[AVAILABLE DATA Boundary: Start]

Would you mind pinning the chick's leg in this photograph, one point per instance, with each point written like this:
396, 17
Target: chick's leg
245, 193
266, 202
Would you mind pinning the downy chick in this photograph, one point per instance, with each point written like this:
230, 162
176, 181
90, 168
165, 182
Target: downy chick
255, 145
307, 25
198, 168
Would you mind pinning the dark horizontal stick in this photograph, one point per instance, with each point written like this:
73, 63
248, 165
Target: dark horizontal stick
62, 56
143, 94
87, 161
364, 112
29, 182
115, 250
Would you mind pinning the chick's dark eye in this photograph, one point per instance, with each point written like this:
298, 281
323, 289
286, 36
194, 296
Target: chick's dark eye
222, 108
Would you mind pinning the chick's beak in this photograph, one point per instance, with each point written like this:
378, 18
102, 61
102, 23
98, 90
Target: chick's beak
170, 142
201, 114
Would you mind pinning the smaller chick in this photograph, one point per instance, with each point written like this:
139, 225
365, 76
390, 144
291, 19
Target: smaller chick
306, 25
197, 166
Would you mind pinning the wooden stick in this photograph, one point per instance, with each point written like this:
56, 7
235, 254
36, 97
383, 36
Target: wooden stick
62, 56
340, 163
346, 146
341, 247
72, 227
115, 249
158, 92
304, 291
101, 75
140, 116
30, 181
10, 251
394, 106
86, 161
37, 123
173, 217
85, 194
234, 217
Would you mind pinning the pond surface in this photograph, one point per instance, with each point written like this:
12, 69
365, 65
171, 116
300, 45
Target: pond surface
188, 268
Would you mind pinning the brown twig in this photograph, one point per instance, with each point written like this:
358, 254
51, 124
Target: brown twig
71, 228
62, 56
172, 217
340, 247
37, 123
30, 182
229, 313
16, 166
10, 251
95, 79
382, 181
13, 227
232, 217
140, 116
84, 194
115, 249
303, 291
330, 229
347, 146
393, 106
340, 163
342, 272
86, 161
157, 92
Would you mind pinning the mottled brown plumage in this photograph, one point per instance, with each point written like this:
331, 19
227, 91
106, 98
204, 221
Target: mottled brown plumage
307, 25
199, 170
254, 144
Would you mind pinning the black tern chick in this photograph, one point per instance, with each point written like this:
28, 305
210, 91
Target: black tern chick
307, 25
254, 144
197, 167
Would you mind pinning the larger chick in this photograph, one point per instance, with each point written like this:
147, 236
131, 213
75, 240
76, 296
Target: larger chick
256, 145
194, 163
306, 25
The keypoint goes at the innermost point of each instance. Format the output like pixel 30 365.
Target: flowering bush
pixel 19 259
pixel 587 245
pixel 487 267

[AVAILABLE DATA Boundary: End]

**REQUIRED ACTION:**
The goal is a faithful transcription of every entry above.

**YOUR RESPONSE:**
Would you mind pinning the chick's leg in this photograph, one point per instance, with each point written like this:
396, 17
Target: chick's leg
245, 193
266, 202
Would you mind pinning the downy chick in this photograph, one point per instance, with each point written like this:
230, 162
176, 181
90, 168
165, 182
Target: downy chick
255, 145
307, 25
198, 168
Would you mind pinning the dark horizontal stick in this photograph, one point per instance, with each point written like this:
73, 63
248, 165
Target: dark horizontal stick
62, 56
143, 94
87, 161
364, 112
29, 182
115, 250
Would you mind pinning the chick's dark eye in this photograph, one point per instance, with each point written like this:
298, 281
323, 289
286, 36
194, 296
Target: chick's dark eye
222, 108
Would you mind pinning the chick's beak in this photograph, one point per instance, with each point written like this:
378, 18
102, 61
102, 23
98, 90
Target: chick's beak
170, 142
201, 114
Would you mind pinning the smaller chick in this photograph, one point per instance, with each point written like this:
139, 225
365, 76
390, 144
291, 19
Target: smaller chick
306, 25
197, 166
Would you mind pinning the wooden stick in this photograph, one point per instance, with each point written like this:
56, 7
235, 254
36, 97
383, 36
Target: wooden stick
62, 56
340, 163
346, 146
341, 247
72, 227
115, 249
158, 92
304, 291
101, 75
140, 116
30, 181
10, 251
394, 106
86, 161
37, 123
173, 217
85, 194
234, 217
Would you mind pinning the pond surface in this photograph, one point per instance, with each point written like this:
12, 69
365, 65
171, 116
300, 45
Target: pond surface
188, 268
Would you mind pinning the brown twig in this photograph, one point per instance, with each point written like this:
358, 254
51, 124
Target: brown twig
71, 228
62, 56
172, 217
340, 247
37, 123
30, 182
229, 313
16, 166
10, 251
95, 79
382, 181
13, 227
232, 217
140, 116
84, 194
115, 249
303, 291
330, 229
347, 146
393, 106
340, 163
342, 272
86, 161
157, 92
Would you mind pinning the mottled brown plumage in this photograph, one point per instance, with each point written like this:
331, 19
227, 91
106, 98
204, 221
Target: mottled brown plumage
307, 25
199, 170
254, 144
Would you mind pinning the black tern chick in this photograph, one point per instance, with each point written like this:
28, 305
210, 91
Target: black tern chick
307, 25
254, 144
197, 167
Would you mind pinning the larger chick in this photograph, one point per instance, with each point written like this:
147, 236
131, 213
75, 240
76, 296
Target: larger chick
256, 145
194, 163
306, 25
The keypoint goes at the innermost point of each instance. Format the output like pixel 30 365.
Target: flowering bush
pixel 19 259
pixel 587 245
pixel 487 267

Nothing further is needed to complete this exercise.